Um filme opaco
por Bruno CarmeloO título deste filme pode ser enganoso. As Consequências do Amor não é propriamente um romance – nem é exatamente um drama, ou mesmo um suspense. Para bem ou para o mal, este é um projeto estranhíssimo, de difícil definição, nos quais as transformações microscópicas na vida do protagonista Titta Di Girolamo (Toni Servillo) passam quase despercebidas na narrativa. Se existe amor nesta história, ele não é mais importante que os outros gêneros, nem mais importante que os cenários e objetos da história.
Trata-se de um filme de ambientação, no qual o diretor Paolo Sorrentino troca as explicações pelo poder da sugestão. Titta mora há anos num hotel, mas o espectador ignora as razões desta escolha. Ele não conversa com ninguém ao redor, mantendo uma rotina de repetições, por motivos que o público também desconhece. Ele carrega malas repletas de dinheiro, mas o roteiro não explica a origem nem o destino desta quantia. A família ignora a presença de Titta, sem que saibamos o porquê. Até o momento em que o personagem simplesmente explica todas essas questões, em poucos minutos, à garçonete Sofia (Olivia Magnani), com uma clareza exemplar.
Por que esconder tantos elementos, se a revelação é estruturada como uma cena banal? Por que investir no suspense durante cerca de 80 minutos, se a descoberta não transforma os rumos da narrativa? As escolhas do diretor são singulares, e tamanha estranheza parece constituir o objetivo principal do filme. A música é lânguida e sugestiva, uma mulher bela passa sempre pelo corredor, mafiosos infiltram-se no quarto. Sugere-se a irrupção de uma crise o tempo inteiro, mas nenhuma ação se desenvolve. As Consequências do Amor é um projeto bem-sucedido na manipulação de sensações e expectativas, mas a recompensa oferecida ao jogo não necessariamente compensa a jornada.

Entradas do conjunto de dados
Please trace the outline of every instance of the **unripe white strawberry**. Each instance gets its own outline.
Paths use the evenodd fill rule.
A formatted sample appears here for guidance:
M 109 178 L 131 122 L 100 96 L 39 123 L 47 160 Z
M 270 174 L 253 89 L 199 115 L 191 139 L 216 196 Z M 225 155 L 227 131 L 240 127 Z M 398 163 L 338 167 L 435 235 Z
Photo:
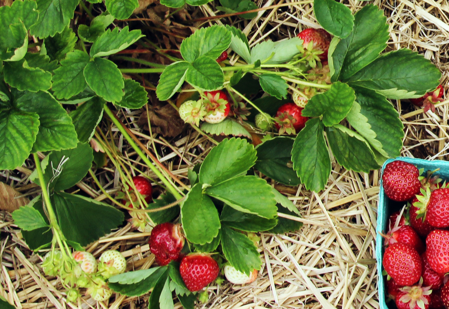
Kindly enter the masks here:
M 224 266 L 224 275 L 228 281 L 234 284 L 251 283 L 257 278 L 258 271 L 254 269 L 249 276 L 235 269 L 230 265 Z
M 97 271 L 97 261 L 92 253 L 86 251 L 75 251 L 72 254 L 75 260 L 80 263 L 81 270 L 86 273 Z
M 105 278 L 124 273 L 126 269 L 126 260 L 118 251 L 107 250 L 100 255 L 98 271 Z

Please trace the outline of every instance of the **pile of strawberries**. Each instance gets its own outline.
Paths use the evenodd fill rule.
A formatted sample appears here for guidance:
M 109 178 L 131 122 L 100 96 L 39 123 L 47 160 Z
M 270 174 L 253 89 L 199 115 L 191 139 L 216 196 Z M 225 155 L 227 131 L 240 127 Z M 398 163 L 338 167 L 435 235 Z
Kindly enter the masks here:
M 407 202 L 384 235 L 387 290 L 399 309 L 449 309 L 449 186 L 422 171 L 395 161 L 382 175 L 385 194 Z

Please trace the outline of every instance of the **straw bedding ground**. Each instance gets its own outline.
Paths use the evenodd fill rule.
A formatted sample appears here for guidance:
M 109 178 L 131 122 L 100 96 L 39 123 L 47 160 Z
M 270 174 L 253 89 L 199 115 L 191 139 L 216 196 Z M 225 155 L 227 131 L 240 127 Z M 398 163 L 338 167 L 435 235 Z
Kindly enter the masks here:
M 261 11 L 251 21 L 231 17 L 209 20 L 207 23 L 240 21 L 234 24 L 244 30 L 250 44 L 266 38 L 282 39 L 295 35 L 302 28 L 317 25 L 311 5 L 307 2 Z M 262 7 L 288 2 L 268 0 L 259 1 L 258 4 Z M 351 0 L 345 3 L 355 11 L 366 3 Z M 431 60 L 443 73 L 441 82 L 447 92 L 449 83 L 447 0 L 376 0 L 374 3 L 383 9 L 387 17 L 391 33 L 388 49 L 408 47 Z M 153 12 L 144 10 L 142 15 L 151 17 Z M 192 18 L 198 18 L 220 13 L 209 4 L 187 13 L 185 17 L 191 14 Z M 195 26 L 199 27 L 202 22 L 197 22 Z M 155 75 L 148 78 L 150 81 L 157 80 Z M 146 86 L 150 89 L 153 87 Z M 402 155 L 449 158 L 448 102 L 438 104 L 435 114 L 424 114 L 407 102 L 394 102 L 405 126 Z M 212 147 L 207 138 L 193 130 L 185 130 L 177 139 L 164 139 L 154 132 L 149 134 L 136 124 L 141 111 L 131 113 L 125 110 L 122 113 L 124 113 L 119 116 L 141 141 L 150 149 L 155 149 L 160 161 L 181 180 L 186 178 L 188 169 L 200 162 Z M 123 170 L 132 170 L 133 174 L 141 171 L 154 176 L 141 162 L 135 160 L 132 150 L 128 152 L 128 145 L 117 130 L 111 129 L 108 132 L 108 128 L 105 126 L 101 130 L 105 135 L 102 137 L 99 132 L 96 136 L 116 146 L 115 150 L 110 149 L 122 164 Z M 26 164 L 14 171 L 2 171 L 1 180 L 22 194 L 32 197 L 37 193 L 37 188 L 27 180 L 33 166 Z M 209 301 L 198 304 L 198 308 L 379 308 L 374 253 L 379 172 L 354 173 L 335 163 L 333 167 L 328 186 L 320 194 L 311 193 L 300 185 L 287 187 L 273 183 L 300 210 L 302 217 L 296 219 L 303 223 L 303 228 L 287 235 L 260 235 L 259 251 L 264 264 L 257 280 L 243 287 L 225 282 L 219 287 L 210 287 Z M 119 188 L 118 170 L 104 168 L 96 171 L 96 175 L 108 194 L 113 195 Z M 85 179 L 78 185 L 78 189 L 97 200 L 107 199 L 91 178 Z M 88 296 L 77 304 L 66 303 L 64 293 L 59 291 L 60 282 L 56 278 L 46 277 L 40 267 L 44 255 L 31 254 L 6 212 L 0 213 L 0 295 L 18 309 L 134 309 L 148 306 L 149 295 L 138 298 L 115 295 L 108 304 L 97 304 Z M 149 235 L 133 231 L 127 224 L 91 244 L 87 250 L 97 257 L 106 249 L 119 250 L 127 258 L 128 270 L 147 269 L 154 262 L 146 245 Z M 178 303 L 175 307 L 181 305 Z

__PROBLEMAS A RESOLVER__:
(1) Repita literalmente o trecho da crítica do filme começando em "Trata-se de um" e terminando em "uma clareza exemplar.".
(2) Continue a crítica do filme a partir do ponto em que ela termina.

__RESPOSTAS AOS EXERCÍCIOS__:
(1)
Trata-se de um filme de ambientação, no qual o diretor Paolo Sorrentino troca as explicações pelo poder da sugestão. Titta mora há anos num hotel, mas o espectador ignora as razões desta escolha. Ele não conversa com ninguém ao redor, mantendo uma rotina de repetições, por motivos que o público também desconhece. Ele carrega malas repletas de dinheiro, mas o roteiro não explica a origem nem o destino desta quantia. A família ignora a presença de Titta, sem que saibamos o porquê. Até o momento em que o personagem simplesmente explica todas essas questões, em poucos minutos, à garçonete Sofia (Olivia Magnani), com uma clareza exemplar.

(2)
Embora só chegue aos cinemas brasileiros em 2016, este é um filme de 2004, muito antes de Sorrentino conquistar a fama internacional com A Grande Beleza e A Juventude. O estilo rococó das produções mais recentes ainda não tinha sido lapidado doze anos atrás, mas o cineasta italiano já demonstrava um prazer imenso em deslizar a sua câmera, colando-a ao rosto e ao corpo dos personagens, às curvas de cada objeto em cena. Ele desenvolve uma sensualidade publicitária: quando sua imagem contorna as formas de um carro de luxo e os detalhes de uma mala de viagem, falta apenas a marca dos produtos surgir na tela para obtermos um spot de marketing.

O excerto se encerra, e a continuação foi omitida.